Exercise prompt >>
Beginning at the line that contains "of the gray" and ending at the last line of the records below, retype each line exactly and add nothing.

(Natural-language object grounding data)
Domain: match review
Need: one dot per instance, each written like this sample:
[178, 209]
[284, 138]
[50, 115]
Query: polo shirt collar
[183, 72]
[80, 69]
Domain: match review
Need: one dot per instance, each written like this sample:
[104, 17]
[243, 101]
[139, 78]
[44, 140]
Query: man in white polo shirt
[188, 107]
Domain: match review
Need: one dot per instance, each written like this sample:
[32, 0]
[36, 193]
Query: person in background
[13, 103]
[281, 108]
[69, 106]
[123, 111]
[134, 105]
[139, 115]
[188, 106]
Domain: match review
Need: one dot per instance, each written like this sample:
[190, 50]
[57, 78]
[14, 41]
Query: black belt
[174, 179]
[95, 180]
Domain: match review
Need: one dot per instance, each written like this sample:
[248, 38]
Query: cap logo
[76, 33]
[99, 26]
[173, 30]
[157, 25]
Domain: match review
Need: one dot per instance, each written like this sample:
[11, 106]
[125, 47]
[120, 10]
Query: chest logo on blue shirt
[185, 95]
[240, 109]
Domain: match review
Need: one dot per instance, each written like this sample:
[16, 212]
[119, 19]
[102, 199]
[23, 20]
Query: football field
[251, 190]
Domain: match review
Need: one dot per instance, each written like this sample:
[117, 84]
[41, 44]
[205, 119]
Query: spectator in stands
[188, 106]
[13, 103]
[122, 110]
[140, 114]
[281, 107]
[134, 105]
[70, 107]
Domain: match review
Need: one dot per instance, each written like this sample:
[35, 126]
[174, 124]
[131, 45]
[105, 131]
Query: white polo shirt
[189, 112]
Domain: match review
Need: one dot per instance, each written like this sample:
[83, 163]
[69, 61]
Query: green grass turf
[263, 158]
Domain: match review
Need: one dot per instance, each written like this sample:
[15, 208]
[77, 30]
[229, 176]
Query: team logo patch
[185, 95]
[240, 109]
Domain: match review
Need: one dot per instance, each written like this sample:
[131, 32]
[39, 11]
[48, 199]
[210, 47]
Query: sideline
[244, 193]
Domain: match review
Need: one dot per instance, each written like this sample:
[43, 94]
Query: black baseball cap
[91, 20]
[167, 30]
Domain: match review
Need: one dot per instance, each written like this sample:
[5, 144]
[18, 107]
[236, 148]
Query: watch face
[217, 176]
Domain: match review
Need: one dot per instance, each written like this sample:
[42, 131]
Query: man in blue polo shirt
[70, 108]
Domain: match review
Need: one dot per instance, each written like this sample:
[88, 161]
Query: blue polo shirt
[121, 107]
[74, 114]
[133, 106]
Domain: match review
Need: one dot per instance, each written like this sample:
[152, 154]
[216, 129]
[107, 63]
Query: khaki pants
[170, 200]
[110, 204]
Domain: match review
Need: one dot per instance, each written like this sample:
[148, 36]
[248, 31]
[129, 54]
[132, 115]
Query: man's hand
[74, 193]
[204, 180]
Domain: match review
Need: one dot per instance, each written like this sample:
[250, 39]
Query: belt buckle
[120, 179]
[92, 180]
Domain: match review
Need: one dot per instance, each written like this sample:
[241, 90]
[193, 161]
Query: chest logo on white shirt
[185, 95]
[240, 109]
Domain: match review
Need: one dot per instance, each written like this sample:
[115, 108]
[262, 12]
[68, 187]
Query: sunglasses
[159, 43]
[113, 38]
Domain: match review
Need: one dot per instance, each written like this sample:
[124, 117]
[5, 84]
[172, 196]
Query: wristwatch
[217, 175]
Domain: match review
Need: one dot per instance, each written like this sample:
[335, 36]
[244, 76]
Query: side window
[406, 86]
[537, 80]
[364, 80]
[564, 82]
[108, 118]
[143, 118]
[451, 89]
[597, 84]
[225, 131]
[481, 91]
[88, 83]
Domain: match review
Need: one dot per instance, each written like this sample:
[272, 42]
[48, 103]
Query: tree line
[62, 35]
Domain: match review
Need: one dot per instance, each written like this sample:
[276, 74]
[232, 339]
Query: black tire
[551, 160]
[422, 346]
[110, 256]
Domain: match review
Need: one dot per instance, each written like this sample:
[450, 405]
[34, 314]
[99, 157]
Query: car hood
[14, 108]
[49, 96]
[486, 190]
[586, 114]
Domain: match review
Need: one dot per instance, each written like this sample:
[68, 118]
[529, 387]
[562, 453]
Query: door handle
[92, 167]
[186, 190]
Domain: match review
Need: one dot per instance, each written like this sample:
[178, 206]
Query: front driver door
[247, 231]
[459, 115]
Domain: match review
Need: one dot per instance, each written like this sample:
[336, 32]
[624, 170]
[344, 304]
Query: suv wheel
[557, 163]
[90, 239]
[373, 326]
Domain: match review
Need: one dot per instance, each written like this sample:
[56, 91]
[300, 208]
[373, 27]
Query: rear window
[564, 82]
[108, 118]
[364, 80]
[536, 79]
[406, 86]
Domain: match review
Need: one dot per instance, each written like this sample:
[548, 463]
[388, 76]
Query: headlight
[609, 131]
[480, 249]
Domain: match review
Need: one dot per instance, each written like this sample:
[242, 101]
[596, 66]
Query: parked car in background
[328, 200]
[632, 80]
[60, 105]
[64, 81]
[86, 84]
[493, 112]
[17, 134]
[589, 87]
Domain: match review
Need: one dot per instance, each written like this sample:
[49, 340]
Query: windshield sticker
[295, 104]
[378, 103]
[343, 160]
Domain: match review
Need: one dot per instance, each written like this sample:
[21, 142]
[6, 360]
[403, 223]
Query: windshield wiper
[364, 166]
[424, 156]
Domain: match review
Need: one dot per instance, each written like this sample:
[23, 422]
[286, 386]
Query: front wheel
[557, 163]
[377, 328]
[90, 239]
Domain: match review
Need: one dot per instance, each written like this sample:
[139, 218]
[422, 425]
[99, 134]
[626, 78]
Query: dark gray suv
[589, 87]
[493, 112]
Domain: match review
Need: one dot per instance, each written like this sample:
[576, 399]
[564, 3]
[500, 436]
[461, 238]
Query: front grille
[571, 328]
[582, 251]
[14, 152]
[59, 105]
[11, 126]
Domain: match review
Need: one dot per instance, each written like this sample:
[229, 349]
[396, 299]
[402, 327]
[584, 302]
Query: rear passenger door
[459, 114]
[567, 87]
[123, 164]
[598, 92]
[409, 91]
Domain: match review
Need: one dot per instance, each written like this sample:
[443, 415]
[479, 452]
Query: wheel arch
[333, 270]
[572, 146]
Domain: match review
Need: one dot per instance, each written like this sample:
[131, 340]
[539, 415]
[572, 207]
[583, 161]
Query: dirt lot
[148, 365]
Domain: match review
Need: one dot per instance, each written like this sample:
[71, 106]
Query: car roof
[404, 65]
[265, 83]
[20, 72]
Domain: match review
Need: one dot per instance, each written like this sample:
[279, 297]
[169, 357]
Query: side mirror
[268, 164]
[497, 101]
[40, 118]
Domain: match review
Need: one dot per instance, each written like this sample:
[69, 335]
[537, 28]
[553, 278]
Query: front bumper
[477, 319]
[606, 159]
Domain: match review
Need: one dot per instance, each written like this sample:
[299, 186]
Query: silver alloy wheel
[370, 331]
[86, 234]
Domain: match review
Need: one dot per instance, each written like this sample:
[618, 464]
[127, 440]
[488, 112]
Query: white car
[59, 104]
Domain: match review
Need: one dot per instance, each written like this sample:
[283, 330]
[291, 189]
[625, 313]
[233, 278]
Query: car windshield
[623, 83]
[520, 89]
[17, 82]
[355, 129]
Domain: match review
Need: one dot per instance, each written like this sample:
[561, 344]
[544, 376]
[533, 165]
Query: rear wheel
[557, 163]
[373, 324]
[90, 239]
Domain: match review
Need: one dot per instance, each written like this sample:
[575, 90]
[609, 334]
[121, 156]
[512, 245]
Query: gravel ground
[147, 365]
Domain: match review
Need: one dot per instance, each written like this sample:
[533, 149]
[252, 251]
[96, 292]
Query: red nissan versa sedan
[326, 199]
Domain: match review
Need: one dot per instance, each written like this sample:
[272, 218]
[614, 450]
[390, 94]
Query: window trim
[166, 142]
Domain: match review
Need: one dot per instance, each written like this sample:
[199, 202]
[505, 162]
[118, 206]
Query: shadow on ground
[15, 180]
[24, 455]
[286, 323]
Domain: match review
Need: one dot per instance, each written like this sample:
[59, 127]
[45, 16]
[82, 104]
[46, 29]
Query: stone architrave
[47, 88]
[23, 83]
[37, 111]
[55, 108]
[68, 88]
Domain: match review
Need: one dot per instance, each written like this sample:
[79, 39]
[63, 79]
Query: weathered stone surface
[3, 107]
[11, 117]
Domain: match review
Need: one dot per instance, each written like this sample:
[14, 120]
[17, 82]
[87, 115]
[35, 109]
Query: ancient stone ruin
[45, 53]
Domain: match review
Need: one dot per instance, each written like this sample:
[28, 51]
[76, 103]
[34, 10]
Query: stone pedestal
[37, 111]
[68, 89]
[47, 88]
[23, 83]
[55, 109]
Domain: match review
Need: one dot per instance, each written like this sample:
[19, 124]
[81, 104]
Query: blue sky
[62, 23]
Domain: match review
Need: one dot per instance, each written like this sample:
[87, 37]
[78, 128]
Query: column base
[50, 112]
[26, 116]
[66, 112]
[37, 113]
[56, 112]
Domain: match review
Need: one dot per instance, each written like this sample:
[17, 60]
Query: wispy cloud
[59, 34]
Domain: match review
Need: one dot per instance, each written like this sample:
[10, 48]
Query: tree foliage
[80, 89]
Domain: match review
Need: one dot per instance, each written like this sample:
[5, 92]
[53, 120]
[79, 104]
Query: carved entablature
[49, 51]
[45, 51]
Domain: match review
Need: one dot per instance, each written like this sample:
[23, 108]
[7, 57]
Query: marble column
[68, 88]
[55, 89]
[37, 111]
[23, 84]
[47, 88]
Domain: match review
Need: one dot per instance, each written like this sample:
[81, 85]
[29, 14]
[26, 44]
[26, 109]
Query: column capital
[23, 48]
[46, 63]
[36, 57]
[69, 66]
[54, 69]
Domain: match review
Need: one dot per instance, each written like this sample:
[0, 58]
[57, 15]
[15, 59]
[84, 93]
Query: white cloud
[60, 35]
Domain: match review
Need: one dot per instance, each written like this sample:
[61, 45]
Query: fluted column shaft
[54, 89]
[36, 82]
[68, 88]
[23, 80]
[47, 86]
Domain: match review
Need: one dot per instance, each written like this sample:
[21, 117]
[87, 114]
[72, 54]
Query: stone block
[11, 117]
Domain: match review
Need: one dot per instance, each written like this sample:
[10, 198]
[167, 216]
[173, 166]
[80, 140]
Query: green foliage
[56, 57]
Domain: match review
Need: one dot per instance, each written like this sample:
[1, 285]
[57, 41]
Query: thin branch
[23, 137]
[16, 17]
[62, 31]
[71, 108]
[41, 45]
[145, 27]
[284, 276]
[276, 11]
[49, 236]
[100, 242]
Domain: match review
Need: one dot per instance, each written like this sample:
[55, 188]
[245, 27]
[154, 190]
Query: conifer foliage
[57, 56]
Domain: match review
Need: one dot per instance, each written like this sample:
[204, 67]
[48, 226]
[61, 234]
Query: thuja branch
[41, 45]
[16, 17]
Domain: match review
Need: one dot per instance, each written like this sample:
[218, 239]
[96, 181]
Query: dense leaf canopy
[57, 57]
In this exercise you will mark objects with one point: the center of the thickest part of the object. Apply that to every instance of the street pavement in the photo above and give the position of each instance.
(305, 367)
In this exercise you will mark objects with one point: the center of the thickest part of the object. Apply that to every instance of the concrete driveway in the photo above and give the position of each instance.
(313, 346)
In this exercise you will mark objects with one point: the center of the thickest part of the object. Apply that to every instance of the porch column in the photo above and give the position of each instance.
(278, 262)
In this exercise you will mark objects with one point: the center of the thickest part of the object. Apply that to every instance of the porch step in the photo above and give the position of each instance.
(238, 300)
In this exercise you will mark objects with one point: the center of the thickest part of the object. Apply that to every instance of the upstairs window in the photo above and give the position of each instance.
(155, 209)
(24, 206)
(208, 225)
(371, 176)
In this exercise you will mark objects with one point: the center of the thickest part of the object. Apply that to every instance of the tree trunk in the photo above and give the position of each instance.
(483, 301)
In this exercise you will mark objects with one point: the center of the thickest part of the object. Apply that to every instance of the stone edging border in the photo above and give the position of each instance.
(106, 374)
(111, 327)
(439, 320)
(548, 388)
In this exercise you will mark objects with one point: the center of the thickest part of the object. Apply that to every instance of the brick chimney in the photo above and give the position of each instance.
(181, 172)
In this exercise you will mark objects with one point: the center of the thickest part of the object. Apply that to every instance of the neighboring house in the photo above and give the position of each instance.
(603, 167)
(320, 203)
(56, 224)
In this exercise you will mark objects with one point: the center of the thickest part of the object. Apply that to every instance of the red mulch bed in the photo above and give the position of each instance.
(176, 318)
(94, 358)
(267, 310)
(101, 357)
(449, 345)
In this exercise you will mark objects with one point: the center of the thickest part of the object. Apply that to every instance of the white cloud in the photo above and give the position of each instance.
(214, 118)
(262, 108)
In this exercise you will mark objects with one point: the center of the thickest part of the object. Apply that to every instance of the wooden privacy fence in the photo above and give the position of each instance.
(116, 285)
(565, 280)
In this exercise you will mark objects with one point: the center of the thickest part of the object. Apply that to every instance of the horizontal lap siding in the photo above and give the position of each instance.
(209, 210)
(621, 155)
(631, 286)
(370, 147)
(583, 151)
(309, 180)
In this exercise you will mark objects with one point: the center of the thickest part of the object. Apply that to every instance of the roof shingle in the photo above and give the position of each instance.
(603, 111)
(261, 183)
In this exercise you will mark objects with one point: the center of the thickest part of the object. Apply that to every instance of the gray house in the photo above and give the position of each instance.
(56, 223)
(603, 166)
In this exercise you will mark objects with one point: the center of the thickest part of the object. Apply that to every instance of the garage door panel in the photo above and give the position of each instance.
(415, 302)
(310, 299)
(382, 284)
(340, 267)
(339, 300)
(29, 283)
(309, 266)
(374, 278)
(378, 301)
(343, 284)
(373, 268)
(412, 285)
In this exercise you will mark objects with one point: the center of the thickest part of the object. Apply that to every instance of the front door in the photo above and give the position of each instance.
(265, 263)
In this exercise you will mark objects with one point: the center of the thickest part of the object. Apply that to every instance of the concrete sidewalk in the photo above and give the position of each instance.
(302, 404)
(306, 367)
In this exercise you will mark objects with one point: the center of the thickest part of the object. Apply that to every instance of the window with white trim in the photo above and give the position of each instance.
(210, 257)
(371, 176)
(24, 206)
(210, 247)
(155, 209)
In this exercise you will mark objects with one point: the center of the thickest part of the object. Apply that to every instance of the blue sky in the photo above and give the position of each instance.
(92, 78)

Final answer >>
In this exercise you will mark objects with one point: the center of the thickest part of the object. Apply that to every instance of the gray house in the photo above and give the position of each instance.
(56, 223)
(603, 166)
In this exercise you will mark objects with one point: the center of the thickest part of the object. Apply that to every instance of the garage door panel in the photo above and give the position of each instance.
(415, 302)
(310, 299)
(382, 284)
(340, 267)
(339, 300)
(29, 283)
(309, 266)
(374, 278)
(378, 301)
(343, 284)
(373, 268)
(412, 285)
In this exercise you will mark objects with one point: the center of the thickest part of the object. Apply that to every instance of the front door in the photo above and give the position of each instance.
(265, 263)
In this exercise you will mark objects with one point: the center of the thickest part of the object. Apply that to every instance of the concrete sidewalk in the photo above and give the position of each instance.
(302, 404)
(306, 367)
In this exercise you will mark objects with one point: the center of the thickest part of the object. Apply that to every instance of the window with white trim in the photo above and give the position of each instance.
(210, 257)
(371, 176)
(24, 206)
(210, 247)
(155, 209)
In this exercise you will mark objects with one point: the center of the thickest part of the object. Apply that to every instance of the blue sky in the photo above and give the position of each instance.
(92, 78)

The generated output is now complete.